[Lines of data]
----

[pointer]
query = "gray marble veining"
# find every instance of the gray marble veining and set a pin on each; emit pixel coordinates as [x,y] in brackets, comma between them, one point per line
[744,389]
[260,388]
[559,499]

----

▸ **TASK DETAILS**
Set down every line of the material above without changing anything.

▸ **WORKED ANSWER**
[pointer]
query = "gray marble veining"
# find every instance of the gray marble veining and set a pin on each; emit pixel coordinates as [x,y] in brackets, comma between them, one point per line
[744,389]
[260,388]
[559,499]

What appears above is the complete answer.